Il pleut sur Gotham. Les faisceaux de deux phares transpercent les gouttes et l’obscurité, cherchant à atteindre l‘Asile d’Arkham. Le Chevalier Noir en sort, et sans rien dire, parcourt les couloirs de l’asile-prison, tout en parcourant trois pages sans piper mot, pour arriver dans la cellule de sa némésis : le Joker. « Je suis venu pour parler. Nous finirons par nous tuer l’un l’autre, n’est-ce pas? ». Mais erreur sur la personne, c’est un imposteur. Une fois encore, le Joker s’est évadé. Le lecteur suit ensuite deux histoires parallèles, d’un côté les machinations du Joker et les efforts de Batman pour y mettre fin, de l’autre la genèse du Joker, telle qu’Alan Moore l’imaginait. Son inspiration fut telle que sa version fut celle qui perdurera le plus à travers les années et fit autorité pour les origines de ce personnage. On l’y dépeint comme un comique raté, peinant à joindre les deux bouts. Lorsque la grossesse de sa femme arrive à terme, il se résigne à tomber dans la criminalité pour pouvoir offrir un avenir décent à son épouse et à sa progéniture. Décision hasardeuse, puisque le coup dans lequel il est entraîné tourne mal, l’arrivée de Batman couronnant ce qui restera comme son plus grand échec, et lui donnant rendez-vous non pas avec la mort, mais pire ! Avec sa destinée. ‘X’ est mort, vive le Joker.
--------------------------------------------------
Consigne 1: D'après l'extrait sur le Joker, quelle activité le personnage exerçait-il avant de tomber dans la criminalité ?
Consigne 2: Poursuivez l'extrait sur le Joker à partir de sa dernière phrase, s'il vous plaît.
--------------------------------------------------
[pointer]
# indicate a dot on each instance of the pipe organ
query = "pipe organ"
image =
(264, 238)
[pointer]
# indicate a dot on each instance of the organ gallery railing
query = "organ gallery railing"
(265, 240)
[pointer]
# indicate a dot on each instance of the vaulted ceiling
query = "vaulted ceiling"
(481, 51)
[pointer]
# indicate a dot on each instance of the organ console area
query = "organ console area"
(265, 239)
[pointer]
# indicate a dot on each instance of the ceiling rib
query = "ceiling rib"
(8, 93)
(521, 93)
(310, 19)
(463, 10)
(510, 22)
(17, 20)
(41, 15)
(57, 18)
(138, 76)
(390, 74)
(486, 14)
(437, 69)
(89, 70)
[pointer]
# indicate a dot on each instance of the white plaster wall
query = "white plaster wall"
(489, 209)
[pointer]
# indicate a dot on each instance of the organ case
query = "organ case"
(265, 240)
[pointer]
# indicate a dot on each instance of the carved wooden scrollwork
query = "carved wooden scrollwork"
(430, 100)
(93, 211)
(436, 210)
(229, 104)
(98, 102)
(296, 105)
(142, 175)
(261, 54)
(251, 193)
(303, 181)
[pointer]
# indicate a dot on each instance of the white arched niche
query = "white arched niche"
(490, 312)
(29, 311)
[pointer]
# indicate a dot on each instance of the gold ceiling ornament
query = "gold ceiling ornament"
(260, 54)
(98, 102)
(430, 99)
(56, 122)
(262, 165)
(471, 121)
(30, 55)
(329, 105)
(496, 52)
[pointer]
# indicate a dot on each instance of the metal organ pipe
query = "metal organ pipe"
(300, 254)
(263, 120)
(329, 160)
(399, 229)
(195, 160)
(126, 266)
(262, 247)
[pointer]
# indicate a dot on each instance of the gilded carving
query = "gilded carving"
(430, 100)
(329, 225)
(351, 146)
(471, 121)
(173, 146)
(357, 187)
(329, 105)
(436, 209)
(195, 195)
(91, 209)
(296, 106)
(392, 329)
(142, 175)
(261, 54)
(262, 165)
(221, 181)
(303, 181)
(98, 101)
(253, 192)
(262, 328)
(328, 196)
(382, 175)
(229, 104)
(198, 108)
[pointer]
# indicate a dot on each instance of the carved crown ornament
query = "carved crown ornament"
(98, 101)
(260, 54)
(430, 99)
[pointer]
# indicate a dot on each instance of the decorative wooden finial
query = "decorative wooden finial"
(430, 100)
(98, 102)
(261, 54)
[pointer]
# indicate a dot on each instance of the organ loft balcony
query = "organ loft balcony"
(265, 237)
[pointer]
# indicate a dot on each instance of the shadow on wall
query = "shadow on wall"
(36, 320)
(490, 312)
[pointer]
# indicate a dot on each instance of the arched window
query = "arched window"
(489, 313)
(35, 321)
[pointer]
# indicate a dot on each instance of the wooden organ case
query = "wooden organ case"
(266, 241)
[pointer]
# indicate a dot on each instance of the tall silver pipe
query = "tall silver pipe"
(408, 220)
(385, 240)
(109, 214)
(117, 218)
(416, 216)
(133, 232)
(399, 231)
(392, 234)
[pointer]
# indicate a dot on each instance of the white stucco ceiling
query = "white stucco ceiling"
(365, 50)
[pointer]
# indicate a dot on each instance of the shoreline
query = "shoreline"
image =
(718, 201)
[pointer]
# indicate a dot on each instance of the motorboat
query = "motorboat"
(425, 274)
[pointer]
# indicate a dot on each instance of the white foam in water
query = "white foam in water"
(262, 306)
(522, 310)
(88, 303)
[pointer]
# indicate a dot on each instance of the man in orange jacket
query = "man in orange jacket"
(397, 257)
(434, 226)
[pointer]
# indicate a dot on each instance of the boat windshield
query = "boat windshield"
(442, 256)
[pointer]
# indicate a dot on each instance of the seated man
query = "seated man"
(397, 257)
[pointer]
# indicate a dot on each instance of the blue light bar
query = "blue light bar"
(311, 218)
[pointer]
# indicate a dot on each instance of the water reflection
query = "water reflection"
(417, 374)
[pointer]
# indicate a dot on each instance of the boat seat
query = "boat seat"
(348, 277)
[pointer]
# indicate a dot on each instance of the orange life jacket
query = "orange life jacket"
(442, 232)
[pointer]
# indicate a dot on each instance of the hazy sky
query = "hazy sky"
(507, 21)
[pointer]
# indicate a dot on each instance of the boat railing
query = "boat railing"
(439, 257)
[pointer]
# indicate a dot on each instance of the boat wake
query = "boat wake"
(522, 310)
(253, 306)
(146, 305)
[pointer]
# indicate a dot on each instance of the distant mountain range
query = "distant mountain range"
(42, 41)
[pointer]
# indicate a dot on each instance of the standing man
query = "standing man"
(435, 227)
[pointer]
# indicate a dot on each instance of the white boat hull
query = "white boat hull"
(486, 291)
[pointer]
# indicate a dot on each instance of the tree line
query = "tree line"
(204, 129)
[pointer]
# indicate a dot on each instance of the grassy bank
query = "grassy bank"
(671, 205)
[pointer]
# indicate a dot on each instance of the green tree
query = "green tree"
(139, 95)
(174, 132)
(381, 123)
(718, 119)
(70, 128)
--------------------------------------------------
Réponse 1: Il était comique, un comique raté qui peinait à joindre les deux bouts.

Réponse 2:
Dans le présent, un autre drame s’annonce. Bruce Wayne tente de recoller les éléments du puzzle de l’évasion du Joker dans sa batcave, Jim Gordon tente de recoller des photos de l’homme-chauve-souris dans son album souvenir, tandis que sa tendre fille Barbara lui prépare un café. La porte sonne, c’est le Joker. Sans crier gare, il abat Barbara Gordon d’un coup de pistolet, et emmène le policier en direction de son parc d’attractions désaffecté. Là, le calvaire commence pour le déterminé commissaire. Sa raison sera mise à l’épreuve par l’affreux clown, qui le fera traverser, nu et enchaîné, un train fantôme obsédant. Sur son chariot de démence, Jim Gordon verra défiler des photographies de sa fille, nue et maculée de sang, laissant son hurlement se perdre dans des échos sans réponse. Batman arrivera-t-il à temps pour l’empêcher de sombrer dans la folie ? La réponse est connue de nombreux, compte tenu de la réputation de cet ouvrage.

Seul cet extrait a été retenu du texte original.